» Action item:
In the abstract on CLDN18.2 PET imaging, within what time span were the 124I-18B10(10L) scan and the 18F-FDG PET performed?

» Document extract:
Abstract
Purpose
Claudin 18.2 (CLDN18.2) is a reliable target for lesion detection and could have clinical implications for epithelial tumors, especially digestive system neoplasms. However, there is no predictive technology for accurate whole-body mapping of CLDN18.2 expression in patients. This study assessed the safety of the 124I-18B10(10L) tracer and the feasibility of mapping whole-body CLDN18.2 expression using PET functional imaging.
Methods
The 124I-18B10(10L) probe was synthesized manually, and preclinical experiments including binding affinity and specific targeting ability were conducted after testing in vitro model cells. Patients with pathologically confirmed digestive system neoplasms were enrolled in an ongoing, open-label, single-arm, first-in-human (FiH) phase 0 trial (NCT04883970). 124I-18B10(10L) PET/CT or PET/MR and 18F-FDG PET were performed within one week.

» Listed records:
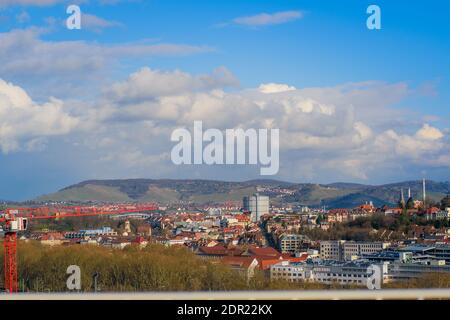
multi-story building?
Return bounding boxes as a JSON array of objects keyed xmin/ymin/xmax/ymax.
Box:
[
  {"xmin": 320, "ymin": 240, "xmax": 345, "ymax": 261},
  {"xmin": 343, "ymin": 241, "xmax": 390, "ymax": 260},
  {"xmin": 243, "ymin": 193, "xmax": 269, "ymax": 222},
  {"xmin": 279, "ymin": 234, "xmax": 303, "ymax": 253},
  {"xmin": 320, "ymin": 240, "xmax": 390, "ymax": 261},
  {"xmin": 270, "ymin": 260, "xmax": 388, "ymax": 286}
]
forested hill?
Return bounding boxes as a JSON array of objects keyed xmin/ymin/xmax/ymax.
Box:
[{"xmin": 35, "ymin": 179, "xmax": 450, "ymax": 208}]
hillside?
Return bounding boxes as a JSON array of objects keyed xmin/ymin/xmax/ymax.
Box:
[{"xmin": 35, "ymin": 179, "xmax": 450, "ymax": 208}]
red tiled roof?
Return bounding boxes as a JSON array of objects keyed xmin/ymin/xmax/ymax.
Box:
[
  {"xmin": 221, "ymin": 256, "xmax": 255, "ymax": 269},
  {"xmin": 247, "ymin": 246, "xmax": 281, "ymax": 258}
]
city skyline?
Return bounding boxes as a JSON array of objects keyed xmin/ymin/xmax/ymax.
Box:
[{"xmin": 0, "ymin": 0, "xmax": 450, "ymax": 200}]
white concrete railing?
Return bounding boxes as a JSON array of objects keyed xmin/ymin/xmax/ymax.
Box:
[{"xmin": 0, "ymin": 289, "xmax": 450, "ymax": 300}]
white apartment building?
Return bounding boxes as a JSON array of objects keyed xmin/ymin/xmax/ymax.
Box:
[
  {"xmin": 320, "ymin": 240, "xmax": 390, "ymax": 261},
  {"xmin": 243, "ymin": 193, "xmax": 269, "ymax": 222},
  {"xmin": 320, "ymin": 240, "xmax": 345, "ymax": 261},
  {"xmin": 270, "ymin": 260, "xmax": 388, "ymax": 286},
  {"xmin": 344, "ymin": 242, "xmax": 391, "ymax": 260},
  {"xmin": 279, "ymin": 234, "xmax": 303, "ymax": 253}
]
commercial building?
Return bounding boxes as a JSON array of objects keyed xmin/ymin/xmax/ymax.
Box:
[
  {"xmin": 344, "ymin": 242, "xmax": 390, "ymax": 260},
  {"xmin": 320, "ymin": 240, "xmax": 345, "ymax": 261},
  {"xmin": 243, "ymin": 193, "xmax": 269, "ymax": 222},
  {"xmin": 278, "ymin": 234, "xmax": 304, "ymax": 253},
  {"xmin": 270, "ymin": 260, "xmax": 388, "ymax": 286},
  {"xmin": 320, "ymin": 240, "xmax": 390, "ymax": 261}
]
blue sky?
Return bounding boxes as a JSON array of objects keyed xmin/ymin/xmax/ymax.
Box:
[{"xmin": 0, "ymin": 0, "xmax": 450, "ymax": 199}]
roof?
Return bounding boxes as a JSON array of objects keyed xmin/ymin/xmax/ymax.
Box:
[
  {"xmin": 221, "ymin": 256, "xmax": 258, "ymax": 269},
  {"xmin": 247, "ymin": 246, "xmax": 281, "ymax": 258}
]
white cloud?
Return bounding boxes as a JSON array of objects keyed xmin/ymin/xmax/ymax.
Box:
[
  {"xmin": 81, "ymin": 13, "xmax": 122, "ymax": 32},
  {"xmin": 0, "ymin": 0, "xmax": 62, "ymax": 7},
  {"xmin": 259, "ymin": 83, "xmax": 295, "ymax": 93},
  {"xmin": 0, "ymin": 27, "xmax": 213, "ymax": 98},
  {"xmin": 0, "ymin": 67, "xmax": 450, "ymax": 184},
  {"xmin": 233, "ymin": 11, "xmax": 304, "ymax": 27},
  {"xmin": 0, "ymin": 79, "xmax": 78, "ymax": 153},
  {"xmin": 416, "ymin": 123, "xmax": 444, "ymax": 140}
]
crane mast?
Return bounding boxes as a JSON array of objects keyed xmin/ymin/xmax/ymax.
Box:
[{"xmin": 0, "ymin": 204, "xmax": 158, "ymax": 293}]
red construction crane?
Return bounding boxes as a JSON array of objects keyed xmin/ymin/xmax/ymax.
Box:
[{"xmin": 0, "ymin": 204, "xmax": 158, "ymax": 293}]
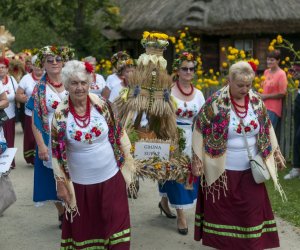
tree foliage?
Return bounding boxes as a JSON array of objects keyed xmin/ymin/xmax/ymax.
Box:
[{"xmin": 0, "ymin": 0, "xmax": 120, "ymax": 56}]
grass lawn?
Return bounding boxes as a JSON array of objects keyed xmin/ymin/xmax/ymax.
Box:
[{"xmin": 266, "ymin": 167, "xmax": 300, "ymax": 227}]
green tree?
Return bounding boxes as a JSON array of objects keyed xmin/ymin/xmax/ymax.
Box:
[{"xmin": 0, "ymin": 0, "xmax": 120, "ymax": 57}]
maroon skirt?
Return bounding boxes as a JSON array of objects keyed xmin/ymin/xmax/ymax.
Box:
[
  {"xmin": 23, "ymin": 115, "xmax": 35, "ymax": 165},
  {"xmin": 194, "ymin": 169, "xmax": 279, "ymax": 250},
  {"xmin": 3, "ymin": 117, "xmax": 16, "ymax": 168},
  {"xmin": 61, "ymin": 171, "xmax": 130, "ymax": 250}
]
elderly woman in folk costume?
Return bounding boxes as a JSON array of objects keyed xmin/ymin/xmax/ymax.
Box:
[
  {"xmin": 0, "ymin": 57, "xmax": 18, "ymax": 168},
  {"xmin": 102, "ymin": 51, "xmax": 133, "ymax": 103},
  {"xmin": 83, "ymin": 56, "xmax": 106, "ymax": 95},
  {"xmin": 16, "ymin": 55, "xmax": 44, "ymax": 165},
  {"xmin": 52, "ymin": 60, "xmax": 134, "ymax": 249},
  {"xmin": 192, "ymin": 62, "xmax": 286, "ymax": 250},
  {"xmin": 159, "ymin": 52, "xmax": 205, "ymax": 235},
  {"xmin": 27, "ymin": 46, "xmax": 74, "ymax": 229}
]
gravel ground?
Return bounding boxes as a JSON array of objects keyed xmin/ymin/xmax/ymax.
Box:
[{"xmin": 0, "ymin": 125, "xmax": 300, "ymax": 250}]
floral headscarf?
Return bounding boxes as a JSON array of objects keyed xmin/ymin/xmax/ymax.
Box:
[{"xmin": 35, "ymin": 46, "xmax": 75, "ymax": 68}]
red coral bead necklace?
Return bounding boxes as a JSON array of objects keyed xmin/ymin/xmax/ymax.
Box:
[
  {"xmin": 230, "ymin": 95, "xmax": 249, "ymax": 118},
  {"xmin": 46, "ymin": 75, "xmax": 62, "ymax": 88},
  {"xmin": 176, "ymin": 81, "xmax": 194, "ymax": 96},
  {"xmin": 2, "ymin": 75, "xmax": 8, "ymax": 85},
  {"xmin": 69, "ymin": 96, "xmax": 91, "ymax": 128}
]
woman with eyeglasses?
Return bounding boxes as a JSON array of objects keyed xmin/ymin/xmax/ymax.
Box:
[
  {"xmin": 0, "ymin": 57, "xmax": 18, "ymax": 169},
  {"xmin": 27, "ymin": 46, "xmax": 74, "ymax": 227},
  {"xmin": 158, "ymin": 52, "xmax": 205, "ymax": 235},
  {"xmin": 16, "ymin": 55, "xmax": 44, "ymax": 165}
]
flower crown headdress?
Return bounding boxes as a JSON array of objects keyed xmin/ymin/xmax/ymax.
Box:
[
  {"xmin": 141, "ymin": 31, "xmax": 169, "ymax": 50},
  {"xmin": 35, "ymin": 46, "xmax": 75, "ymax": 68},
  {"xmin": 172, "ymin": 51, "xmax": 197, "ymax": 72},
  {"xmin": 110, "ymin": 51, "xmax": 133, "ymax": 72}
]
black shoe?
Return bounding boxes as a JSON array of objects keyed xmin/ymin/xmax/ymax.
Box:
[
  {"xmin": 58, "ymin": 213, "xmax": 64, "ymax": 229},
  {"xmin": 158, "ymin": 202, "xmax": 176, "ymax": 219},
  {"xmin": 177, "ymin": 228, "xmax": 189, "ymax": 235}
]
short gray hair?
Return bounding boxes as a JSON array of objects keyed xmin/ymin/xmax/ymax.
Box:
[
  {"xmin": 61, "ymin": 60, "xmax": 93, "ymax": 88},
  {"xmin": 229, "ymin": 61, "xmax": 255, "ymax": 82},
  {"xmin": 83, "ymin": 56, "xmax": 97, "ymax": 63}
]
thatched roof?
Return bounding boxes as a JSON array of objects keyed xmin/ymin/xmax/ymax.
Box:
[
  {"xmin": 108, "ymin": 0, "xmax": 300, "ymax": 38},
  {"xmin": 207, "ymin": 0, "xmax": 300, "ymax": 34}
]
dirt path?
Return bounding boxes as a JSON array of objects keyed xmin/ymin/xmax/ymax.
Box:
[{"xmin": 0, "ymin": 126, "xmax": 300, "ymax": 250}]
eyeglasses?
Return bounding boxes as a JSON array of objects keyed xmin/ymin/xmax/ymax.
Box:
[
  {"xmin": 46, "ymin": 56, "xmax": 62, "ymax": 64},
  {"xmin": 180, "ymin": 67, "xmax": 195, "ymax": 72}
]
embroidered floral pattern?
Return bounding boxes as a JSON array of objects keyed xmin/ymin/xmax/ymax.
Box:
[
  {"xmin": 51, "ymin": 101, "xmax": 59, "ymax": 109},
  {"xmin": 51, "ymin": 94, "xmax": 125, "ymax": 178},
  {"xmin": 69, "ymin": 117, "xmax": 104, "ymax": 143},
  {"xmin": 90, "ymin": 83, "xmax": 100, "ymax": 90},
  {"xmin": 196, "ymin": 86, "xmax": 272, "ymax": 159}
]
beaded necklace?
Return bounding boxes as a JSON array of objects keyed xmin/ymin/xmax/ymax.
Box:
[
  {"xmin": 230, "ymin": 95, "xmax": 249, "ymax": 119},
  {"xmin": 46, "ymin": 75, "xmax": 62, "ymax": 88},
  {"xmin": 176, "ymin": 81, "xmax": 194, "ymax": 96},
  {"xmin": 69, "ymin": 96, "xmax": 91, "ymax": 128}
]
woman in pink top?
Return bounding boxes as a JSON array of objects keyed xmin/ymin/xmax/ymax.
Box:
[{"xmin": 261, "ymin": 50, "xmax": 287, "ymax": 129}]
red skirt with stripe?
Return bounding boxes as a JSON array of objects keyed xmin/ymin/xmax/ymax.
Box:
[
  {"xmin": 194, "ymin": 169, "xmax": 279, "ymax": 250},
  {"xmin": 61, "ymin": 171, "xmax": 130, "ymax": 250},
  {"xmin": 23, "ymin": 115, "xmax": 35, "ymax": 165},
  {"xmin": 3, "ymin": 117, "xmax": 16, "ymax": 168}
]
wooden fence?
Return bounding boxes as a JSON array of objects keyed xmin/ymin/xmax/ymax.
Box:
[{"xmin": 202, "ymin": 87, "xmax": 297, "ymax": 162}]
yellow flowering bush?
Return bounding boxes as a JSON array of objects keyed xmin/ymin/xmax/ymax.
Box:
[
  {"xmin": 269, "ymin": 35, "xmax": 300, "ymax": 91},
  {"xmin": 221, "ymin": 46, "xmax": 265, "ymax": 93}
]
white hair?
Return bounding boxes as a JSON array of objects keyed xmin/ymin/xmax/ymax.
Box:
[
  {"xmin": 229, "ymin": 61, "xmax": 255, "ymax": 82},
  {"xmin": 61, "ymin": 60, "xmax": 93, "ymax": 88},
  {"xmin": 83, "ymin": 56, "xmax": 97, "ymax": 62},
  {"xmin": 31, "ymin": 55, "xmax": 37, "ymax": 65}
]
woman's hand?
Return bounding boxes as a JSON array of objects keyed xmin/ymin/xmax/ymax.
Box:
[
  {"xmin": 57, "ymin": 181, "xmax": 71, "ymax": 204},
  {"xmin": 192, "ymin": 154, "xmax": 203, "ymax": 176},
  {"xmin": 38, "ymin": 143, "xmax": 49, "ymax": 161}
]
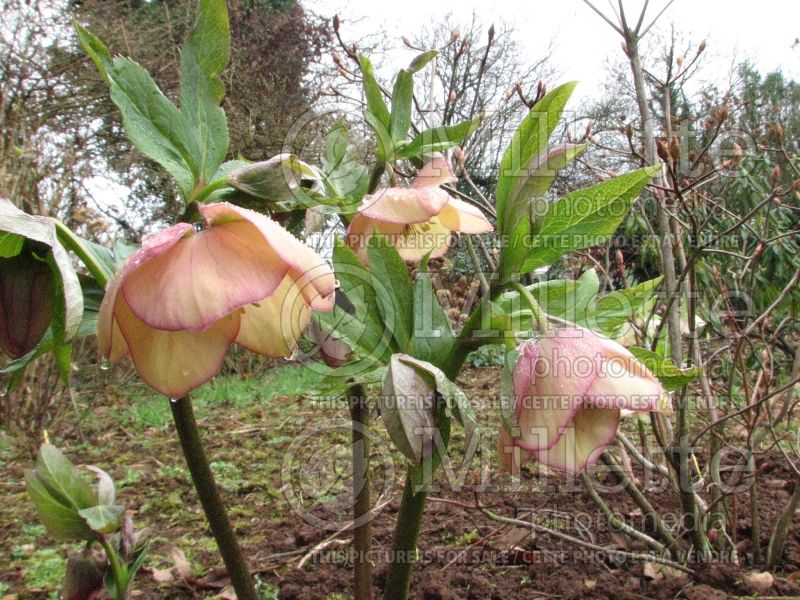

» Output below:
Within one week.